* _Text segment_

Fertilizer runoff in streams and rivers can have cascading effects, analysis shows
Fertilizer pollution can have significant ripple effects in the food webs of streams and rivers, according to a new analysis of global data. The researchers also found some detection methods could miss pollution in certain types of streams.
The analysis, published in Biological Reviews, combined the results of 184 studies drawn from 885 individual experiments around the globe that investigated the effects of adding nitrogen and phosphorus, the main components of fertilizer, in streams and rivers. While the analysis only included studies where scientists added nitrogen and phosphorus experimentally, nitrogen and phosphorus pollution can run off from farms into streams, lakes, and rivers — as well as from wastewater discharge. At high levels, fertilizer pollution can cause harmful algal blooms and can lead to fish kills.
“Overall, we found that high levels of nutrients affect streams and rivers everywhere,” said the study’s lead author Marcelo Ardón, associate professor of forestry and environmental resources at North Carolina State University. “Wherever we looked, we saw increases in the abundance and biomass of organisms that live in streams, and also the speeding up of processes that happen in streams — how fast algae grow, how fast leaves decompose, and how fast organisms grow that feed on them.”
Across the studies, the researchers saw that nitrogen and phosphorus led to increased growth across the food web, such as in algae, the insects that eat the algae and the fish that eat the insects. In shaded streams where algae doesn’t grow, they reported nitrogen and phosphorus sped decomposition of leaves and boosted growth of organisms that feed on them.
“We saw an average 48 percent increase overall in biomass abundance and activity in all levels of the food web,” Ardón said. “We also found that the food webs responded most strongly when both nitrogen and phosphorus were added together.”
While experts already use the presence of a specific type of chlorophyll — chlorophyll a — in water to detect algae growth, researchers said using that method could miss pollution in waterways where algae do not grow, and where decomposition of leaves or other plant matter is the primary source of food for other organisms.
“The food webs in those streams don’t depend on algae — the trees shade out the algae,” Ardón said. “The streams there depend on leaves that fall in and decompose, which is what the insects, such as caddisflies and stoneflies, are eating. In those detrital-based streams, we found similar responses to increases in nitrogen and phosphorus as has been found in algae.”
Another finding was that factors such as light, temperature, and baseline concentrations of nitrogen and phosphorus impacted the response to increases in the two nutrients.
“All of those things will determine how much of a response you get to increased nitrogen and phosphorus,” said study co-author Ryan Utz of Chatham University.
The findings have implications for environmental policy, Ardón said.
“The EPA has been asking states to come up with ways to reduce runoff of nitrogen and phosphorus into streams, because we know they can cause these really big problems,” said Ardón. “We know that at a big scale, and we don’t really know the details. A lot of states that are coming up with criteria to reduce the amount of nutrients in the water focus only on algal responses. Our study suggests regulators should expand their view.”

* _Supplied material_
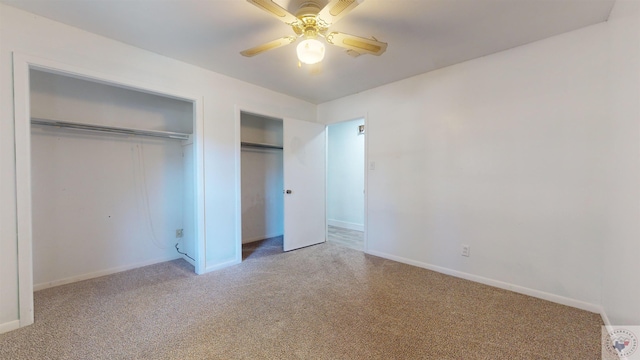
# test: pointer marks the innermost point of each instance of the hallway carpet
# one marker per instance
(320, 302)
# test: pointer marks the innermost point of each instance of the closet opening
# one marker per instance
(113, 179)
(262, 184)
(346, 184)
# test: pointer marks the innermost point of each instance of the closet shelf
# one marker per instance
(111, 129)
(260, 145)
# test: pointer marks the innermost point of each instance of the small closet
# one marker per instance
(112, 178)
(261, 177)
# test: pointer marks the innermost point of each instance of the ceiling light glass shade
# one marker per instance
(310, 51)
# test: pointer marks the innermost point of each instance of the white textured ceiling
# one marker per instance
(423, 35)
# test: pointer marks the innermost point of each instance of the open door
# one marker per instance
(304, 181)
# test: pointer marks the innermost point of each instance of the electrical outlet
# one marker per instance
(466, 250)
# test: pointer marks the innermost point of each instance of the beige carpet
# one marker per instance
(321, 302)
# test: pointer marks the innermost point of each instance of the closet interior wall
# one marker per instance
(261, 177)
(105, 202)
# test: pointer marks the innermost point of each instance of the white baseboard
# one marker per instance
(605, 318)
(9, 326)
(100, 273)
(496, 283)
(345, 225)
(258, 238)
(222, 265)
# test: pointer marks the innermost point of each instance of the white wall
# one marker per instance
(345, 175)
(36, 36)
(621, 248)
(262, 179)
(506, 153)
(102, 203)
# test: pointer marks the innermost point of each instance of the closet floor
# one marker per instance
(346, 237)
(266, 247)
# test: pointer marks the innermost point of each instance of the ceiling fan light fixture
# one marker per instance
(310, 51)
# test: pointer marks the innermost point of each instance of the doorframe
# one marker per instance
(366, 179)
(237, 151)
(22, 64)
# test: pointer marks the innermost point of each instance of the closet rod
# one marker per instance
(110, 129)
(259, 145)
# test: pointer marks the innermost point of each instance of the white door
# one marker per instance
(304, 183)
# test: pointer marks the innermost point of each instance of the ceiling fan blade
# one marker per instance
(335, 10)
(268, 46)
(276, 10)
(356, 43)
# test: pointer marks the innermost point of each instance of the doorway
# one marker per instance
(262, 182)
(346, 183)
(23, 65)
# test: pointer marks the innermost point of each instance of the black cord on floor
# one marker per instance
(185, 254)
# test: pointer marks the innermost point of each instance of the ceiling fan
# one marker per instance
(312, 22)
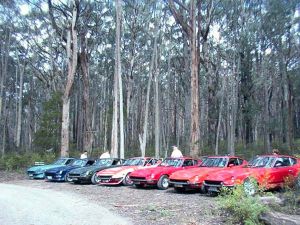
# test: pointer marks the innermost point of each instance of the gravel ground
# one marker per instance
(143, 206)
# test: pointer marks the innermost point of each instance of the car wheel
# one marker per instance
(163, 182)
(67, 178)
(94, 179)
(250, 187)
(127, 181)
(179, 189)
(139, 185)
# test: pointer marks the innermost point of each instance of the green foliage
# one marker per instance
(244, 209)
(48, 134)
(20, 161)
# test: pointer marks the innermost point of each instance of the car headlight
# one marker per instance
(88, 173)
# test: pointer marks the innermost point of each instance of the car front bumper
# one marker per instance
(215, 186)
(143, 181)
(36, 175)
(54, 177)
(185, 184)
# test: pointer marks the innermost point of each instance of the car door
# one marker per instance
(280, 171)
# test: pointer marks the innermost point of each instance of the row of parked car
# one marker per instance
(209, 174)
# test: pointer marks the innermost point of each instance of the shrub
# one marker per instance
(244, 209)
(18, 161)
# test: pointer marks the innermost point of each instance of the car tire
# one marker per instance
(250, 186)
(94, 179)
(67, 178)
(139, 185)
(163, 182)
(297, 184)
(179, 189)
(127, 181)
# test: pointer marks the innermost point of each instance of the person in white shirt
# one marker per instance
(176, 152)
(83, 155)
(105, 155)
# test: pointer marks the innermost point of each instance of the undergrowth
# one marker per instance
(243, 208)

* _Requirement_
Using the fertilizer runoff article, explain in one to three sentences why measuring chlorophyll a could miss nutrient pollution in some streams. The entries are separate material with no connection to the fertilizer runoff article.

* _Your response_
Chlorophyll a detects algae growth, but in some streams trees shade out the algae. Their food webs instead depend on leaves and other plant matter that fall in and decompose. In those streams, nitrogen and phosphorus speed leaf decomposition and boost the growth of organisms that feed on the leaves, and chlorophyll a would not show that response.